§ **Quoted text**:
########
NF4 Discrete Flows - Invertible Generative Models of Discrete Data | CS 598 Deep Generative and Dynamical Models

Introduction

In recent years, normalizing flows have become a promising method for both generative tasks and density estimation. This is because, unlike variational autoencoders, it is tractable to compute direct log-likelihoods, which can then be used to optimize the model. While normalizing flows have shown strong results in modeling continuous domains, they have not been explored in a discrete setting. This may be because the idea of a flow in a discrete setting is difficult to intuit. However, it can be considered as “relabeling” the data instead. The key idea of this paper is: Can flows be used on discrete distributions?

In this paper, two new models are introduced:

Discrete Autoregressive Flows
Discrete Bipartite Flows

Background

Continuous normalizing flows

Normalizing flows generally assume that there is a function, $f^{-1}$ , usually parameterized by a neural network, which is invertible. The goal is to map the distribution of the data to a more easily interpretable base distribution. Generally it is desirable for the base distribution to be factorizable (independent components), and spherical Gaussians are often used. Additionally, much work enforces a constraint on the Jacobian of $f^{-1}$ to make it computationally tractable to compute. To optimize the maximum likelihood of the data, a change of variables formulation is used to instead calculate the maximum likelihood of the base, which is tractable.

Given a discrete random variable $x$ from the base distribution and $y = f(x)$ , we can write the change of variables as:
$p(y) = p(f^{-1}(y)) \text{det}|\frac{dx}{dy}|$
Note that prior work often writes this the other direction, but it is equivalent.

Generally, normalizing flows can be divided into two classes:

Autoregressive Flows, such as MAF [2] or IAF [3].
Bipartite flows, such as RealNVP [4].

Autoregressive Flows

These are models that are both autoregressive and flows. Autoregressive models take the previous inputs and use it to create an output. The output is then passed back in to the function to calculate the next output.
Given a base distribution $x \sim p(x)$ in $D$ dimensions,
Transform $x$ into $y$ :
$y_d = \mu_d + \sigma_d \cdot x_d$
where $\sigma_d = f(y_1, ..., y_{d-1})$ for $d \in [D]$ .
########
§ **Stated problem 1**: Pull out every line of the rows that contains the string "windshield", matching its case exactly.
########
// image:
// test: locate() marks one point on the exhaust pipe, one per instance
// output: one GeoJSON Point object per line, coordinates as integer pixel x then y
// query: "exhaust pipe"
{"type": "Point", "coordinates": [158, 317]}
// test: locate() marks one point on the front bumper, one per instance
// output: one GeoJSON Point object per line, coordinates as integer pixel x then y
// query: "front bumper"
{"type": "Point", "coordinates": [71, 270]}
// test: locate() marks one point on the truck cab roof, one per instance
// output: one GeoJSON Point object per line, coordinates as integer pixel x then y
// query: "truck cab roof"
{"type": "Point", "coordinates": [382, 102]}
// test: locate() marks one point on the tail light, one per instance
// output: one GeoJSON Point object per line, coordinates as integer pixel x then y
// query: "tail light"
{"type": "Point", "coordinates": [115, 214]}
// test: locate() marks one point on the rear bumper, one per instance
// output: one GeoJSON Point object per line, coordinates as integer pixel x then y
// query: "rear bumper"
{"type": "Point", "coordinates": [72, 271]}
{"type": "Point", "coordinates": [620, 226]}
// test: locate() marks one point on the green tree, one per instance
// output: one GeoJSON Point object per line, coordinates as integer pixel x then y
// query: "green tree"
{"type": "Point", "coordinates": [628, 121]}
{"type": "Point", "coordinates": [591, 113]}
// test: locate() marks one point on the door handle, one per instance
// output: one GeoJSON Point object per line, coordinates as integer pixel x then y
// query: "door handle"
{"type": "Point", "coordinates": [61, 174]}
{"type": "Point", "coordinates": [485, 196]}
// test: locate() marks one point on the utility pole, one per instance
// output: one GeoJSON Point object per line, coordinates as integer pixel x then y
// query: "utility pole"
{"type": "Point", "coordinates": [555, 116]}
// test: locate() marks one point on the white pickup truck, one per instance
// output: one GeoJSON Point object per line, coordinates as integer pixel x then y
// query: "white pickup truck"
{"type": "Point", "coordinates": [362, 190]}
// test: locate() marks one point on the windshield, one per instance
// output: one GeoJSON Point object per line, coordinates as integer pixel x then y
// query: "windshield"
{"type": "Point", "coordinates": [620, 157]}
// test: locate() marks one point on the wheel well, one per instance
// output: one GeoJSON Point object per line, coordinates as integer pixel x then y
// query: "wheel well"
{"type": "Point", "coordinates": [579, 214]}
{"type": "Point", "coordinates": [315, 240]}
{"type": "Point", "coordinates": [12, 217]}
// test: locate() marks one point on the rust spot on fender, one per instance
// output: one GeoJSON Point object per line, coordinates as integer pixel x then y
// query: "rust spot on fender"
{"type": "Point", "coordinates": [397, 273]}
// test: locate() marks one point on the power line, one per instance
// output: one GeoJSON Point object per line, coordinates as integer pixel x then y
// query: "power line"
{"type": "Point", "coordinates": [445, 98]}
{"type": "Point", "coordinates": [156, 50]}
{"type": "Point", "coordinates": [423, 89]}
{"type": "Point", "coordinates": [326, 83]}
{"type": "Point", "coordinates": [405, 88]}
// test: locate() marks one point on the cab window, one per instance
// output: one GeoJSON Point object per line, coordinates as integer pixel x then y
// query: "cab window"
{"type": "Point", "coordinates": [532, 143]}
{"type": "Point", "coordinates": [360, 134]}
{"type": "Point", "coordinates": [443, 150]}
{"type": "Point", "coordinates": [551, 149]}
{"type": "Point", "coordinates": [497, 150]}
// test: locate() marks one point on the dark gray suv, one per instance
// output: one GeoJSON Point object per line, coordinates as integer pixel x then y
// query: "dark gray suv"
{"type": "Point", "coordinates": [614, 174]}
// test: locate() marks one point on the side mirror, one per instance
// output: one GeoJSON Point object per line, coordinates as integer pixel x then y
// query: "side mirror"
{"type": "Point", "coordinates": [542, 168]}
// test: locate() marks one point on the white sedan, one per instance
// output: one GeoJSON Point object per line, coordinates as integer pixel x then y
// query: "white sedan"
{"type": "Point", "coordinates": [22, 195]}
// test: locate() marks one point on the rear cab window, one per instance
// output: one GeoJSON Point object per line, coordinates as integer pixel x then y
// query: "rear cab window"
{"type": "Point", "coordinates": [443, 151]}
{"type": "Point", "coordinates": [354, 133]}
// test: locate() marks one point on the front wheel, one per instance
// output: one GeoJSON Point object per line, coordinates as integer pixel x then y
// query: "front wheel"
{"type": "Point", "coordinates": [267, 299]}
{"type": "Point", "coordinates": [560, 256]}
########
§ **Stated problem 2**: According to the page on discrete flows, why have normalizing flows become a promising method for generative tasks and density estimation?

§ **Finished answer 1**:
// test: locate() marks one point on the windshield, one per instance
// query: "windshield"

§ **Finished answer 2**: Unlike variational autoencoders, normalizing flows make it tractable to compute direct log-likelihoods. Those log-likelihoods can then be used to optimize the model.